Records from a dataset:
********************

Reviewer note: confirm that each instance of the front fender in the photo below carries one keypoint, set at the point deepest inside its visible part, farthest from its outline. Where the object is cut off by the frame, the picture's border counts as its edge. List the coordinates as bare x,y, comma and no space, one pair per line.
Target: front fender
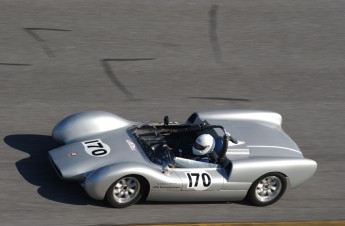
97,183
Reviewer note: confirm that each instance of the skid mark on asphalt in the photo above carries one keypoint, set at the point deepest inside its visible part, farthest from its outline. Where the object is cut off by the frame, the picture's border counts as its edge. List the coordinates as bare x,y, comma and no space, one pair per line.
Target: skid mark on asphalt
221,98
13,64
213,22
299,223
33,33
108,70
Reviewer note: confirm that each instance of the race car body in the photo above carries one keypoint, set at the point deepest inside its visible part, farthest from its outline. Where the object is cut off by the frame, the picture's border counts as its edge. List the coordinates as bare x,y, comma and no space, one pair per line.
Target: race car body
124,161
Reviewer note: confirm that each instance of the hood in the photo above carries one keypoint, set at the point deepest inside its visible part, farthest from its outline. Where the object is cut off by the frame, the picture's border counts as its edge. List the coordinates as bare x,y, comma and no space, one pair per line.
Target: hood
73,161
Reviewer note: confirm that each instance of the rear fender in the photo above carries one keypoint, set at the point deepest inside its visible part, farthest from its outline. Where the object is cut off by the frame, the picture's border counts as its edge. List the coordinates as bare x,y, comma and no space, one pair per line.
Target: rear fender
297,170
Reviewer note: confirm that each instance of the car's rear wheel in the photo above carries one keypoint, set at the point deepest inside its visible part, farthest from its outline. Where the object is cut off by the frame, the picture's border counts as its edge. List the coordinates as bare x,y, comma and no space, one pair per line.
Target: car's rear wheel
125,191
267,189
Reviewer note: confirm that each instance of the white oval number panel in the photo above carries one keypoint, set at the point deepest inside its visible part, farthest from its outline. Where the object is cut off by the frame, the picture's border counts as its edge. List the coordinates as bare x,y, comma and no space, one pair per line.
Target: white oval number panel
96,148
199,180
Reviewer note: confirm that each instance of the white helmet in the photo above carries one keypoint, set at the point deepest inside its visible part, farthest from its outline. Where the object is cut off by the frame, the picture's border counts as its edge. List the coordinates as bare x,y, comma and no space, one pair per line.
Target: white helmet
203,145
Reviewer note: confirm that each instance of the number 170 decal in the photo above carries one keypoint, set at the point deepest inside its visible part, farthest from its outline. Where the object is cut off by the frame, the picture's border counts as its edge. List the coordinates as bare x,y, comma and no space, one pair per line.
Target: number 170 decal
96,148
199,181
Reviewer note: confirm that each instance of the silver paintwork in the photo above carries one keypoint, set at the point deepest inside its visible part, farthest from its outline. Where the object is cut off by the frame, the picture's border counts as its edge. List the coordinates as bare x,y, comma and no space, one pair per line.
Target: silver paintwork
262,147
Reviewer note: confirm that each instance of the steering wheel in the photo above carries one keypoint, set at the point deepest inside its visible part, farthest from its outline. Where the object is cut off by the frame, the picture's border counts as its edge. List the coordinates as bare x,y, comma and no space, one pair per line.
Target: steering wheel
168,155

********************

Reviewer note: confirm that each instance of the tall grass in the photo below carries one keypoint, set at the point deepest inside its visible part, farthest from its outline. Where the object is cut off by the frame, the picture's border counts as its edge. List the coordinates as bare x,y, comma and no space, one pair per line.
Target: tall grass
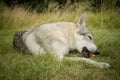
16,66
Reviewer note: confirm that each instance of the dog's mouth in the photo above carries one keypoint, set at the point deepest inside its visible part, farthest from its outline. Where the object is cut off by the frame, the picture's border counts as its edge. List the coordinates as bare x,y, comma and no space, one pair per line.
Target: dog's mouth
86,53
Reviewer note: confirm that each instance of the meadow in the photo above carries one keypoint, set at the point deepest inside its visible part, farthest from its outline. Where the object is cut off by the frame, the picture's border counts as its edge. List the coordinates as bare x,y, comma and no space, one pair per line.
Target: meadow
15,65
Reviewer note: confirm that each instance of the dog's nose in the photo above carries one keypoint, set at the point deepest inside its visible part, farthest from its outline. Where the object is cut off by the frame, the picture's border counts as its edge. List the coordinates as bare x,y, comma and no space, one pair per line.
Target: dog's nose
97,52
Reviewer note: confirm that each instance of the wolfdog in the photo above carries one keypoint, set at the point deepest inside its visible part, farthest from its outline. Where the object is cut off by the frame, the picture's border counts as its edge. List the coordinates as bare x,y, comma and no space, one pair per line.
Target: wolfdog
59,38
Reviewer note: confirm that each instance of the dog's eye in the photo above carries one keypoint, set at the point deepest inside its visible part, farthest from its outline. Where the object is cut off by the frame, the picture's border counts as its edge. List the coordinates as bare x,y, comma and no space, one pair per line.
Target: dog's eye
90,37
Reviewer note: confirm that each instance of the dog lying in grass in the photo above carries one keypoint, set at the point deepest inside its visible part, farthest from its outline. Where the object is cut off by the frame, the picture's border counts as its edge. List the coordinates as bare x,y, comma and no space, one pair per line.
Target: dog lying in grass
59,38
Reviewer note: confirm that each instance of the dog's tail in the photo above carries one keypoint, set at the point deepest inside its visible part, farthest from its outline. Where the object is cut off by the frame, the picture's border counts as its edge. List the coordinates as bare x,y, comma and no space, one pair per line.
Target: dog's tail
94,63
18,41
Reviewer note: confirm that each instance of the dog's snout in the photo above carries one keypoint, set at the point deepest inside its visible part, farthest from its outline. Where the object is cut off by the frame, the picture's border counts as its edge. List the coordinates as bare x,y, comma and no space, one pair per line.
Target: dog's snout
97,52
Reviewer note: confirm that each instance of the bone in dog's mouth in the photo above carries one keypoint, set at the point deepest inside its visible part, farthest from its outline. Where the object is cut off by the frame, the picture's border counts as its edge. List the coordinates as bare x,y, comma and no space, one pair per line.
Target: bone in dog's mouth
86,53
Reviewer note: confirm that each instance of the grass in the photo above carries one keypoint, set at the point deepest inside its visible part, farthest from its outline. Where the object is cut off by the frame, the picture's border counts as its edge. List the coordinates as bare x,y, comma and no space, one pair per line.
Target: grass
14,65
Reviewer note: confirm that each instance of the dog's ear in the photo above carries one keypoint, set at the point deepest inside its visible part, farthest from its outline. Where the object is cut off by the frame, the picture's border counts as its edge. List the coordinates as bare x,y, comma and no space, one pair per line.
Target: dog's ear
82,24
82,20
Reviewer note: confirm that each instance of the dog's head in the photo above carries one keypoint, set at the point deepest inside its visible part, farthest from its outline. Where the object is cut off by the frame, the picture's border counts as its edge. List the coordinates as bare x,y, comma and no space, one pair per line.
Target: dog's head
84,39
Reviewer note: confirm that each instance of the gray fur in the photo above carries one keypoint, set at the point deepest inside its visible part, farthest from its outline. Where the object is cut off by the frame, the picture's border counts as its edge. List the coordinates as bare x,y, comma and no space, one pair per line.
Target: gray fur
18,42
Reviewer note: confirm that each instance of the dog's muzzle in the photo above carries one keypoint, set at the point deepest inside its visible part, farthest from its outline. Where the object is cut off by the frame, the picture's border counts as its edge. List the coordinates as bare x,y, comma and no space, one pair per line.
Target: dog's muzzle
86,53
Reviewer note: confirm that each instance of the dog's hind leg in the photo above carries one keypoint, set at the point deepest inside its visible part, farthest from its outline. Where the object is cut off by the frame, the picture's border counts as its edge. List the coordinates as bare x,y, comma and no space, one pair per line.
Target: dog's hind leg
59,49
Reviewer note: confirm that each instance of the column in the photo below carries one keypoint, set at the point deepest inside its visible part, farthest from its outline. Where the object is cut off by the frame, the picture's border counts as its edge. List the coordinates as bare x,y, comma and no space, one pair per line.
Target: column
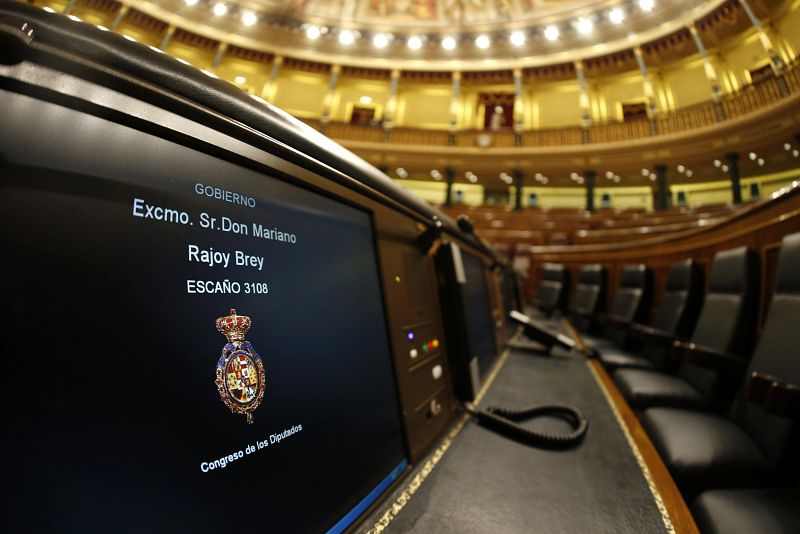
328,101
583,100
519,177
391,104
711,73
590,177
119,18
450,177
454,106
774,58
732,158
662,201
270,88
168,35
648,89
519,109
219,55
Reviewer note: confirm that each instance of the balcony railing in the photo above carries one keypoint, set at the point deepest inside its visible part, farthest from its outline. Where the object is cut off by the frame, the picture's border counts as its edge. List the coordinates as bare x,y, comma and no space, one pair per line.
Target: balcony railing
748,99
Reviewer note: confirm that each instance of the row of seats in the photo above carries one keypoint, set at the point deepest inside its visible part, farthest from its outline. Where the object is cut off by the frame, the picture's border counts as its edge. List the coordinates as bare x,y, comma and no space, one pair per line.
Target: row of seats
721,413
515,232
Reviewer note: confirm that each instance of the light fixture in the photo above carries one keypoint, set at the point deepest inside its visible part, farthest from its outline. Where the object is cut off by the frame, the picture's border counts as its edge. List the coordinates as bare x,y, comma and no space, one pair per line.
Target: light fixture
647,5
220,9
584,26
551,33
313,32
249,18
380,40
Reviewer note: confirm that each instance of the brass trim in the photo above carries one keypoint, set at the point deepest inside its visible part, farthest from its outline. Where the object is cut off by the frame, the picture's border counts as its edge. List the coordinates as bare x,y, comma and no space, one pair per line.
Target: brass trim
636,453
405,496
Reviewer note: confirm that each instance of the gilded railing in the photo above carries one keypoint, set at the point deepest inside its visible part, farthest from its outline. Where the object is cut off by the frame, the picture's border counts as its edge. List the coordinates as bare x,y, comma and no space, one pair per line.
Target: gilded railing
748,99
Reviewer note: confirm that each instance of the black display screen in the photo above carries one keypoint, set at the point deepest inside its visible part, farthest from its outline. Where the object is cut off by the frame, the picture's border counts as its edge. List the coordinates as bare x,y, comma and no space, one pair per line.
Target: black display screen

********************

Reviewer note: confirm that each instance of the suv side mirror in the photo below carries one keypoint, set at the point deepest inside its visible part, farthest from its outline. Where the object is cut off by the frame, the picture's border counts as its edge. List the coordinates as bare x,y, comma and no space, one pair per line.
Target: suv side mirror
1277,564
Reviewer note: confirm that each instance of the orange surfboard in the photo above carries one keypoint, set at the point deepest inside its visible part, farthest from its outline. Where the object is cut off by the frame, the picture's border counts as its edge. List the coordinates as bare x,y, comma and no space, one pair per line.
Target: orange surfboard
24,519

********************

■ **Exercise aim**
Give back, word for word, only the lines above from the line holding "Reviewer note: confirm that each instance of the brass" to the line holding "Target: black display screen", both included.

■ **Response below**
Reviewer note: confirm that each instance of the brass trim in the photo above carries one keypoint, set at the point deepest inside its visible part, farthest from its outline. Where the object is cut off by the frame, the picture's border counts as its edge. List the coordinates as bare x,y, comma and no space, one pair per line.
Target: brass trim
636,453
405,496
Reviewer note: confirm that each instance of the gilded railing in the photo above carries one keypoint, set at the point deepest inside its visible part, farthest from its outline. Where the object is cut off by the frame, the picture's border counts as its edge. List the coordinates as bare x,y, comma and no space, one pair per line.
Target: gilded railing
748,99
Reviewer note: confirm that each instance of the black display screen in the photo above carries one keypoint, set at the point deepest inside its visible part, farthest from its outline. Where the object is cut off by the frame, the picture's border counts as its edge. List the coordinates as bare x,y, comma and no space, one pair per line.
Target: black display screen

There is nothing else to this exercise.